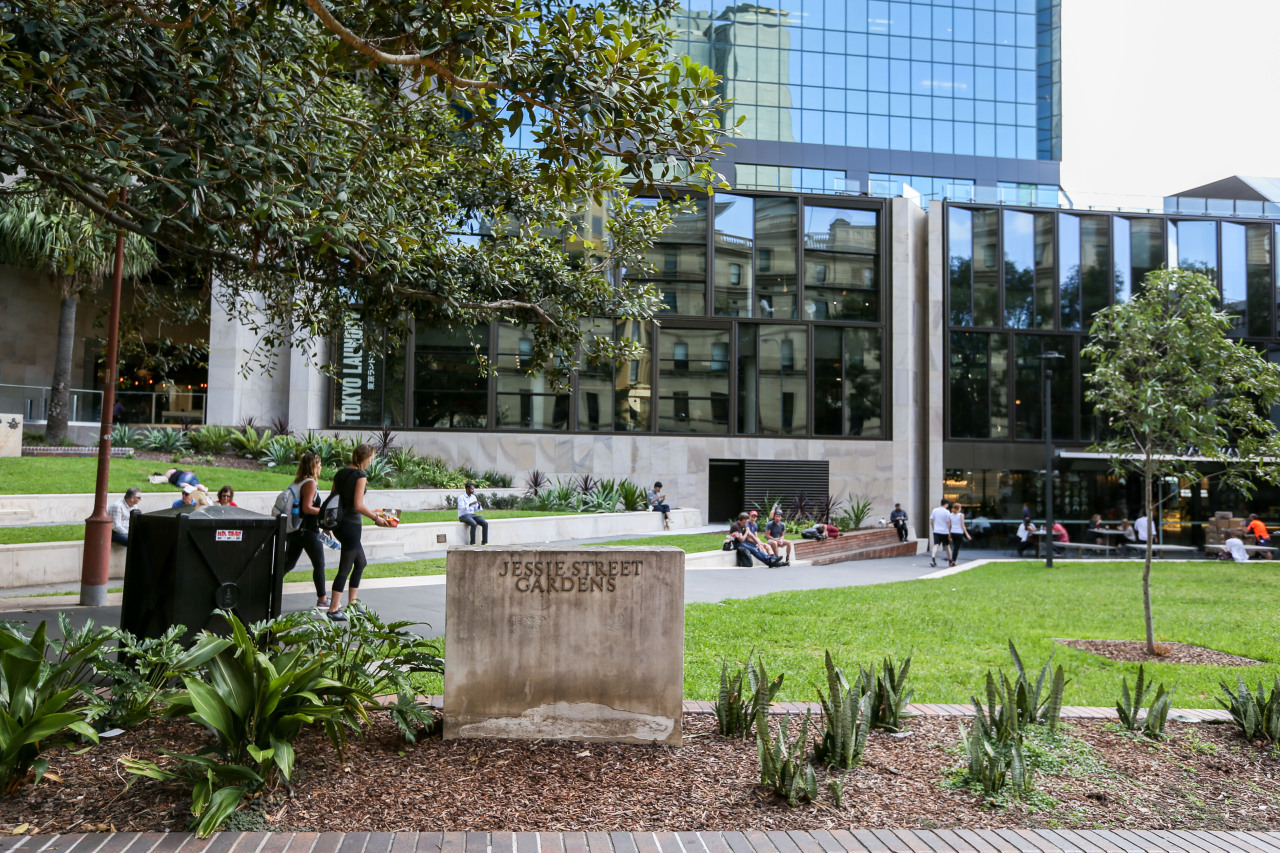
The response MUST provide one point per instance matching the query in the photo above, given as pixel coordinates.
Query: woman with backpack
(348, 484)
(305, 523)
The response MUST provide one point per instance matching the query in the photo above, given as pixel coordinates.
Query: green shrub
(164, 441)
(890, 693)
(993, 746)
(210, 439)
(1031, 707)
(1129, 707)
(1257, 714)
(35, 698)
(784, 769)
(375, 657)
(737, 708)
(250, 442)
(256, 701)
(846, 715)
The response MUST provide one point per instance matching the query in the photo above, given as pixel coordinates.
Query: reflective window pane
(735, 258)
(693, 381)
(449, 392)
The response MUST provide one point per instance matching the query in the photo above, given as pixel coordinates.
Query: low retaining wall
(59, 562)
(73, 509)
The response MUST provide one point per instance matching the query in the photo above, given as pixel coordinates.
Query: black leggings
(352, 560)
(309, 541)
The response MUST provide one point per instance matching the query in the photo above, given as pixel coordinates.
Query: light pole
(1047, 366)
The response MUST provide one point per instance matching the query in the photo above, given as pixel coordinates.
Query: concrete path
(421, 600)
(880, 840)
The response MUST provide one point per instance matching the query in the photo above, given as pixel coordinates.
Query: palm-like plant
(71, 246)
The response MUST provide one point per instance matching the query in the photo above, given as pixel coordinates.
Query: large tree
(1178, 398)
(320, 156)
(62, 240)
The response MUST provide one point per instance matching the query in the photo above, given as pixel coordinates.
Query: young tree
(1175, 395)
(59, 238)
(329, 155)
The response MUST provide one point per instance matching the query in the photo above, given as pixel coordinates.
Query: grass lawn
(53, 475)
(42, 533)
(958, 628)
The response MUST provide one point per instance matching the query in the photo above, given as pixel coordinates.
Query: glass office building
(840, 92)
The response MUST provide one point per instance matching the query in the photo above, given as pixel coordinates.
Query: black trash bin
(186, 564)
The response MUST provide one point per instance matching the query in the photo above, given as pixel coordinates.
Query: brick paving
(882, 840)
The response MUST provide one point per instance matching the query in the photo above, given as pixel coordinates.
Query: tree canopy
(321, 156)
(1176, 397)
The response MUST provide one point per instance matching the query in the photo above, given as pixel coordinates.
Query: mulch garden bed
(1136, 652)
(1206, 776)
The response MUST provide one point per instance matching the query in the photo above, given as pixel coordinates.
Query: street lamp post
(1047, 365)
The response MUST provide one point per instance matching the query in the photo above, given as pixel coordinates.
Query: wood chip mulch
(1206, 776)
(1136, 652)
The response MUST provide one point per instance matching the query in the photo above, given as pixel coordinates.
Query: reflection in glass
(735, 259)
(525, 401)
(979, 386)
(776, 259)
(693, 381)
(679, 261)
(848, 382)
(841, 264)
(449, 392)
(960, 252)
(1069, 272)
(1029, 386)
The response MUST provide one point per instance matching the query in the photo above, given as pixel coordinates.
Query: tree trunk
(1146, 569)
(59, 401)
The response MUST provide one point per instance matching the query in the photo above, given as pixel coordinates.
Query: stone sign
(567, 643)
(10, 434)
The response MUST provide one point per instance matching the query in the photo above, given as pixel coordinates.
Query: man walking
(469, 514)
(940, 520)
(119, 512)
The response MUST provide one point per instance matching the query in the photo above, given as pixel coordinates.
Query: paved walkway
(881, 840)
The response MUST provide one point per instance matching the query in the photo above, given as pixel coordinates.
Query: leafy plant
(497, 479)
(995, 744)
(1257, 714)
(737, 708)
(251, 442)
(210, 439)
(888, 690)
(122, 436)
(164, 441)
(33, 701)
(632, 497)
(280, 451)
(1031, 707)
(375, 657)
(846, 714)
(535, 482)
(784, 769)
(859, 510)
(255, 703)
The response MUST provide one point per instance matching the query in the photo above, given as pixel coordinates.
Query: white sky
(1165, 95)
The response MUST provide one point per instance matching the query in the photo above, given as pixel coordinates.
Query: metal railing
(170, 405)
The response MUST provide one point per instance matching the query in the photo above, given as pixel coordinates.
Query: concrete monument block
(10, 434)
(566, 643)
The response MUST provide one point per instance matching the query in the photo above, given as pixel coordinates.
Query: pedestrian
(959, 533)
(940, 521)
(120, 512)
(658, 503)
(897, 518)
(348, 484)
(306, 537)
(469, 512)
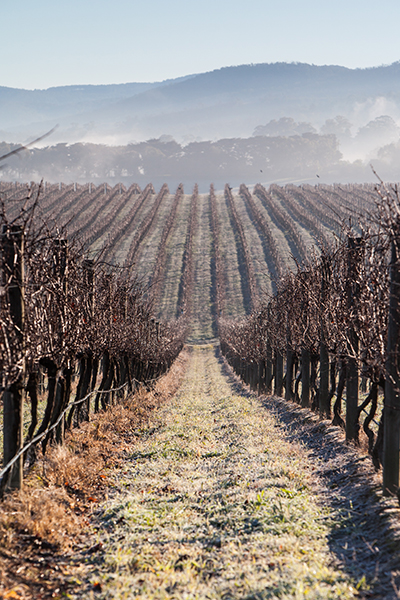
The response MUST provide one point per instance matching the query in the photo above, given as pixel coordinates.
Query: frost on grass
(215, 503)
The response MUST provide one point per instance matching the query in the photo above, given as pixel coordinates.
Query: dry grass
(215, 502)
(51, 515)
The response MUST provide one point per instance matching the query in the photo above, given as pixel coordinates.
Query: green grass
(215, 504)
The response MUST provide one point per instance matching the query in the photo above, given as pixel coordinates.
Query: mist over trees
(268, 122)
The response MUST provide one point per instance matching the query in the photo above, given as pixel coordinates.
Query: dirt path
(216, 502)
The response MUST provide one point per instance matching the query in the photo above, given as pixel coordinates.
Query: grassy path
(214, 503)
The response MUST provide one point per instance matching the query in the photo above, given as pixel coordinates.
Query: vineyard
(102, 287)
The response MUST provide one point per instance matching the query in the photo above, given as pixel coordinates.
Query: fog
(280, 122)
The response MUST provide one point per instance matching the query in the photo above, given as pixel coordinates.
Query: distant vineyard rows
(114, 278)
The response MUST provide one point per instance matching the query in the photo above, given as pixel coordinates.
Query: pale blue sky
(46, 43)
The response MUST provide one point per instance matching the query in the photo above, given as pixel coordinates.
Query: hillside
(228, 102)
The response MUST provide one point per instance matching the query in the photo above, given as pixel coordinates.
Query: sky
(46, 43)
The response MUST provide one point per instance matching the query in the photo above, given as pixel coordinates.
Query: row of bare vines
(186, 284)
(159, 267)
(247, 263)
(332, 325)
(75, 336)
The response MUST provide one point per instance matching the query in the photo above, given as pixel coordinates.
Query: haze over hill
(361, 107)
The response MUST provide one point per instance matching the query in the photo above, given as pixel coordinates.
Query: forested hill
(228, 102)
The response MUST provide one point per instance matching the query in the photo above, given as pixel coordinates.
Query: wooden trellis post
(305, 378)
(278, 373)
(353, 261)
(324, 402)
(391, 418)
(12, 250)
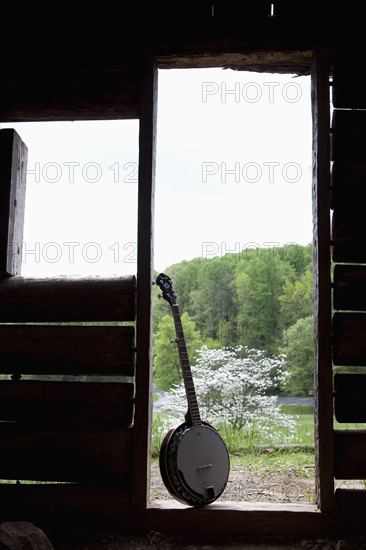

> _Aim of the task_
All entries need to be duplicated exactly, apart from the images.

> _Your solution_
The response MUST provide one point per instance matching the query in the photo above, given as pixel coordinates.
Query: woman with backpack
(348, 484)
(305, 523)
The response MUST provide one point per instance matching the query in the photo above, given as pixel coordinates.
Query: green shrub
(164, 441)
(890, 693)
(993, 746)
(210, 439)
(1031, 707)
(1129, 707)
(1257, 714)
(35, 698)
(784, 769)
(375, 657)
(737, 708)
(250, 442)
(256, 701)
(846, 715)
The response MUST provide one point per instance matching the query in the photo above, given as pixel coordinates.
Query: reflective window pane
(735, 258)
(693, 381)
(449, 392)
The response MUST provide one point per instance matching the query in the photo above, given as pixel coordinates.
Query: low retaining wall
(59, 562)
(73, 509)
The response MUST provide one point per instance matching the query in the photo above, given as pixel coordinates.
Query: black leggings
(352, 560)
(309, 541)
The response MUST provide one point per instance matching the query in the photo above, given as pixel coordinates.
Query: light pole
(1047, 366)
The response MUST provide one point per instance matching the query in the photo above, given as pixel coordinates.
Query: concrete path
(421, 600)
(880, 840)
The response MUST provide one point per instance matching the query in the photo above, given as pixel coordinates.
Query: palm-like plant
(71, 246)
The response MUST provide one point per instance matching the query in the photo above, given as pixel coordinates.
Query: large tree
(1178, 398)
(320, 156)
(62, 240)
The response MUST provide one point per instance matching the query in the photo above, given as pixel coordinates.
Query: young tree
(1175, 395)
(59, 238)
(329, 155)
The response MUST provide one point per instance matching the query in the photo above, given as pixel coordinates.
Query: grass lawn
(53, 475)
(42, 533)
(958, 628)
The response MUST provide one point per instance matching the query in the photo above, given as pixel coordinates.
Query: glass office building
(840, 92)
The response MUST provide one point per instance matching the query in the photo above, given as pixel coordinates.
Query: black trash bin
(186, 564)
The response MUST provide one point per instance matching the query in the photo above, given as pixel coordinates.
Query: brick paving
(882, 840)
The response MUST provide one point per instance matching the query in the photo above, given as pixel coordinates.
Query: tree canopy
(321, 156)
(1176, 397)
The response MUST provide one point per instance matching the query in the photo above, given as pixel coordinates.
Query: mulch garden bed
(1136, 652)
(1206, 776)
The response MUST provide one point per instance matching the query in the photo above, given as pixel coordinates.
Query: street lamp post
(1047, 365)
The response MUST provide one point per instance matching the query in the photo above, given as pixel coordinates.
Query: wood chip mulch
(1206, 776)
(1136, 652)
The response MUST provide one point per instance matching the query in the photo above, given as pixel coordinates.
Query: reflection in glass
(735, 259)
(525, 401)
(979, 386)
(776, 259)
(693, 381)
(679, 261)
(848, 382)
(841, 264)
(449, 392)
(960, 252)
(1069, 272)
(1029, 386)
The response MUST provide one point per instance matching the query in the photo above, given as pixel coordinates.
Query: tree trunk
(1146, 569)
(59, 401)
The response MUST provide one point per instance matching the query in the photo above, given as pixel coordinates.
Query: stone sign
(567, 643)
(10, 434)
The response MUST provide one point per instance matching the query in the photo above, given as pixel coordinates.
Query: man walking
(469, 514)
(940, 520)
(119, 512)
The response MUST provide one point per instance matching the query in the photo above, given as pixel coordinates.
Query: paved walkway
(881, 840)
The response MUST provide one point per instance matching the query in the photo above, given as pixel coordinates.
Query: leafy plant
(497, 479)
(995, 744)
(1257, 714)
(737, 708)
(251, 442)
(210, 439)
(888, 690)
(122, 436)
(164, 441)
(33, 701)
(632, 497)
(280, 451)
(1031, 707)
(375, 657)
(846, 714)
(535, 482)
(784, 769)
(859, 510)
(255, 703)
The response MUST provide one point per instance matching the query in the photo above, given as pixel coordinates.
Query: white sky
(1165, 95)
The response MUST provide one point per instance matching the query in the photo above, given as pixel coordinates.
Query: metal railing
(170, 405)
The response MUST provide one point per instance matching the query in the photo above, given as pixel coordinates.
Query: concrete monument block
(10, 434)
(566, 643)
The response MUST provide one point per instance matching the query in the photo above, given as pixel coordinates.
Query: pedestrian
(959, 533)
(940, 521)
(120, 512)
(658, 503)
(897, 518)
(348, 484)
(306, 537)
(469, 512)
The response MUST provide one point per instance matching the query in the photo above, given as pixel coordinates.
Query: frost on grass
(215, 503)
The response MUST provide one point per instance matching the query in the photo above, given as pixel coordinates.
Query: dry grass
(215, 502)
(51, 515)
The response MUST provide one point per instance matching the query in the photo above, given as pixel coordinates.
Query: green grass
(215, 504)
The response MUST provide one point per instance matching the query in the photo above, given as pixel coordinates.
Query: mist over trees
(268, 122)
The response MUST provide one point per instance matching the query in the photo above, given as pixel coordinates.
Query: dirt path
(216, 502)
The response MUST provide one point per instance matching the query in the photo above, given as pixel coordinates.
Query: grassy path
(214, 503)
The response MUST provide one point per instance matching the query in the photo above, given as pixel coordinates.
Query: vineyard
(102, 287)
The response MUST provide one point per instance matching the query in the photo above, given as pixel coordinates.
Query: fog
(280, 122)
The response MUST provide one point per instance matching the query in the photo above, given as pixel coordinates.
Query: distant vineyard rows
(114, 278)
The response MUST provide one point per instance matching the query in the photo above, given as pixel coordinates.
Query: pale blue sky
(46, 43)
The response MUST provide one point per instance matching the query in the photo above, given as pixel coordinates.
Query: hillside
(228, 102)
The response MUST provide one point per instance matching the query in the photo above, given as pixel coordinates.
Query: sky
(46, 43)
The response MUST provide one point per instance matching the query in the photo above, given as pixel coordinates.
Query: row of bare vines
(186, 284)
(159, 267)
(247, 263)
(332, 325)
(75, 336)
The response MUST provide one point per instance matching the query in the photo above, given as pixel coordinates.
Query: haze over hill
(361, 107)
The response MUST provide one point per instance matching the query in the photo above, given as pixel coordinates.
Query: forested hill
(228, 102)
The response MUST provide one point per instance matching the query in the photo above, given as pixel coordinates.
Query: wooden trellis post
(305, 378)
(278, 373)
(353, 261)
(324, 402)
(391, 418)
(12, 250)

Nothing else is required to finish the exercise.